**WHAT YOU WILL DO:**
All the entries that follow are to be returned exactly.

▼▼▼

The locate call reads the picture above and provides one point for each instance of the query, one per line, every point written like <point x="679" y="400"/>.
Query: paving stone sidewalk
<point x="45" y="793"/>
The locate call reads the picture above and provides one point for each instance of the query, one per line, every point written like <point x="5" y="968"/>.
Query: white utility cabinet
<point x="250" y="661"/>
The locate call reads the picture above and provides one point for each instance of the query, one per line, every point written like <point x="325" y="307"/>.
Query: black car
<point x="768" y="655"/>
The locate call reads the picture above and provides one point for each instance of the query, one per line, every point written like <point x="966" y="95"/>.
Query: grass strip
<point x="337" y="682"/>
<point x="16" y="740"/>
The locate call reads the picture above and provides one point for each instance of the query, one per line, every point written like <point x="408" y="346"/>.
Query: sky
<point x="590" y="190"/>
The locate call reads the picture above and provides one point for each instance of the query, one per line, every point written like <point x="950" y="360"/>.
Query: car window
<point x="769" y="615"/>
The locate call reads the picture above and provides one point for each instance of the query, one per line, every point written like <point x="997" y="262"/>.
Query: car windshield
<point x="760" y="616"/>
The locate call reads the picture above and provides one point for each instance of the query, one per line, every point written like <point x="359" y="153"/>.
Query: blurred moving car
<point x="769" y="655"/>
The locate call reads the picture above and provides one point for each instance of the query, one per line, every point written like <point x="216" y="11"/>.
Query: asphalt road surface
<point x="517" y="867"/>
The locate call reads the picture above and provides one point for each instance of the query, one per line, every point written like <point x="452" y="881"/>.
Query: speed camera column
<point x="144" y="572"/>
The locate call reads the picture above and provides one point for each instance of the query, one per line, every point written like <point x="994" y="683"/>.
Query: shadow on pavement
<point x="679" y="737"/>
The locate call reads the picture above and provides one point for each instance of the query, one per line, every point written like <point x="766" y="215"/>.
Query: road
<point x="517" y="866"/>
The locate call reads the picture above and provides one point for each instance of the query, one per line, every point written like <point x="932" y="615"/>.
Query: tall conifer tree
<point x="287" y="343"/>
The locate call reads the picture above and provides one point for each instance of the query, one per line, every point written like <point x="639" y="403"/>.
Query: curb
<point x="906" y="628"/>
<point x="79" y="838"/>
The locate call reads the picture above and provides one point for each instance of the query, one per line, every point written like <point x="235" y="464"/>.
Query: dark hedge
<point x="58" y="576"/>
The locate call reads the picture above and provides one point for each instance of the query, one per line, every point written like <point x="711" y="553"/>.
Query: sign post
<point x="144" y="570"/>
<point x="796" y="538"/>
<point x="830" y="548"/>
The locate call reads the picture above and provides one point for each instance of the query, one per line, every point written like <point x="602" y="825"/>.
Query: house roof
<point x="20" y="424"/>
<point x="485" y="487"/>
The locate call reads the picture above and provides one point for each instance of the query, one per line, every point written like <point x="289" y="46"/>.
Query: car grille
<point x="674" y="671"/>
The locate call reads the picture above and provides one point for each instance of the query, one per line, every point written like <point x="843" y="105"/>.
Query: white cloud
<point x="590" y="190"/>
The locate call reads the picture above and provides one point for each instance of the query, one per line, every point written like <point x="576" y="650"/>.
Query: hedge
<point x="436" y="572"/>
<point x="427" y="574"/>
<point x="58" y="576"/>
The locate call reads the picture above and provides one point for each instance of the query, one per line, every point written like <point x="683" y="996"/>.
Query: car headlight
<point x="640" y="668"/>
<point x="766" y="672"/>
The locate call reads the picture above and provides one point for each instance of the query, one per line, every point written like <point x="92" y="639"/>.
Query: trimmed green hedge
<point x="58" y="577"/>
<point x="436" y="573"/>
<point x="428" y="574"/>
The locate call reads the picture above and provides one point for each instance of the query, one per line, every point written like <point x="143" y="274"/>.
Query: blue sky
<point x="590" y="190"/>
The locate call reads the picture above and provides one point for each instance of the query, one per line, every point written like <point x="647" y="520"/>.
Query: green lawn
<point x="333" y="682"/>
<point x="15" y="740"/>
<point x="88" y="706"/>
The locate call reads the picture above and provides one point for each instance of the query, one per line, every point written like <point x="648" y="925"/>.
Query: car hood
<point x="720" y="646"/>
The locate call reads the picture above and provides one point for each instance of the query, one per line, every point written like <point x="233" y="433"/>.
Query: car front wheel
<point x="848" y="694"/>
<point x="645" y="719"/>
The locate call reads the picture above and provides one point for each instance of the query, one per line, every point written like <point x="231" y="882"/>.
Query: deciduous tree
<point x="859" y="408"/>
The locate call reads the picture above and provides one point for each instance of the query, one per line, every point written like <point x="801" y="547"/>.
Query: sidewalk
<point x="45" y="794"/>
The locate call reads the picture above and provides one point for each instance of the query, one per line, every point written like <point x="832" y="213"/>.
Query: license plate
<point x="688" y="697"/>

▲▲▲

**ANSWER FOR THE TASK:**
The locate call reads the picture above and provides one point for each instance of the query, one per line, every point written like <point x="679" y="400"/>.
Query: paving stone sidewalk
<point x="45" y="793"/>
The locate call reads the picture above and provides one point for each instance of the query, one per line, every point written like <point x="5" y="968"/>.
Query: white utility cabinet
<point x="250" y="661"/>
The locate call reads the picture above and provides one point for each instance of the query, one per line, every point written like <point x="325" y="307"/>.
Query: black car
<point x="768" y="655"/>
The locate call reads the picture above and provides one point for each instance of the query, one per line, every point written like <point x="966" y="95"/>.
Query: grass strip
<point x="337" y="682"/>
<point x="16" y="740"/>
The locate call reads the picture above and provides one point for each instance of the query, one per line, every point written like <point x="408" y="346"/>.
Query: sky
<point x="590" y="190"/>
The locate call reads the picture above and provides one point for each instance of the query, one per line, every point written like <point x="950" y="360"/>.
Query: car window
<point x="769" y="615"/>
The locate call reads the picture above and provides one point for each instance of the query, one per line, every point written like <point x="997" y="262"/>.
Query: car windshield
<point x="760" y="616"/>
The locate call reads the picture above and provides one point for each instance of the query, one per line, every point written like <point x="359" y="153"/>.
Query: blurred moving car
<point x="769" y="655"/>
The locate call reads the picture above and provides one point for each instance of the query, one per line, every point written like <point x="216" y="11"/>.
Query: asphalt road surface
<point x="517" y="867"/>
The locate call reads the picture above and provides one point for each instance of the query, one per line, every point written like <point x="452" y="881"/>.
Query: speed camera column
<point x="144" y="572"/>
The locate call reads the picture above and provides one point for each instance of the query, one per line, every point written like <point x="994" y="683"/>.
Query: shadow on pavement
<point x="679" y="737"/>
The locate call reads the picture above and provides one point for each instance of the query, one per line, every point written like <point x="766" y="215"/>.
Query: road
<point x="517" y="866"/>
The locate call reads the picture above and provides one point for each instance of the query, one per line, every point written like <point x="932" y="615"/>.
Query: tall conifer tree
<point x="287" y="343"/>
The locate call reads the picture above and provides one point for each instance of the query, one per line, every point written like <point x="639" y="403"/>.
Query: curb
<point x="906" y="628"/>
<point x="79" y="838"/>
The locate call reads the picture above and provides one point for each instance of the query, one per line, every point written like <point x="235" y="464"/>.
Query: dark hedge
<point x="58" y="576"/>
The locate call reads the picture above and provides one point for each instance of the query, one per line, every point written like <point x="711" y="553"/>.
Query: sign post
<point x="144" y="570"/>
<point x="796" y="538"/>
<point x="830" y="548"/>
The locate call reads the picture above and provides one point for each instance of the query, one per line, every point written like <point x="602" y="825"/>.
Query: house roof
<point x="20" y="424"/>
<point x="485" y="487"/>
The locate call reads the picture above and provides one point for each instance of the query, one per line, every point written like <point x="289" y="46"/>.
Query: car grille
<point x="674" y="671"/>
The locate call reads the picture above and provides one point for each instance of the query, one per line, every point written like <point x="843" y="105"/>.
Query: white cloud
<point x="590" y="190"/>
The locate call reads the picture above and provides one point for each instance of the query, one per line, every point written like <point x="576" y="650"/>.
Query: hedge
<point x="436" y="572"/>
<point x="427" y="574"/>
<point x="58" y="576"/>
The locate call reads the picture above and provides one point for each instance of the query, one per line, every point written like <point x="683" y="996"/>.
Query: car headlight
<point x="640" y="668"/>
<point x="766" y="672"/>
The locate call reads the picture above and provides one point for each instance of the query, one per line, every point written like <point x="92" y="639"/>.
Query: trimmed green hedge
<point x="58" y="577"/>
<point x="436" y="573"/>
<point x="428" y="574"/>
The locate call reads the picture above and provides one point for each instance of the query, one per line, every point written like <point x="143" y="274"/>.
Query: blue sky
<point x="590" y="190"/>
The locate call reads the picture above and provides one point for each instance of the query, one per line, every point written like <point x="647" y="520"/>.
Query: green lawn
<point x="333" y="682"/>
<point x="15" y="740"/>
<point x="88" y="706"/>
The locate call reads the picture above and provides one point for each instance of the query, one per line, every point written like <point x="648" y="925"/>.
Query: car hood
<point x="720" y="646"/>
The locate call reads the picture above and provides one point for each instance of the query, one per line, every point written like <point x="233" y="433"/>.
Query: car front wheel
<point x="848" y="694"/>
<point x="645" y="719"/>
The locate call reads the picture above and provides one point for each instance of the query, one per line, every point written like <point x="231" y="882"/>.
Query: deciduous tree
<point x="859" y="408"/>
The locate call reads the picture above and provides one point for each instance of the query, one per line, every point written like <point x="801" y="547"/>.
Query: sidewalk
<point x="45" y="794"/>
The locate call reads the picture above and provides one point for each instance of the query, one per line, every point written like <point x="832" y="213"/>.
Query: license plate
<point x="688" y="697"/>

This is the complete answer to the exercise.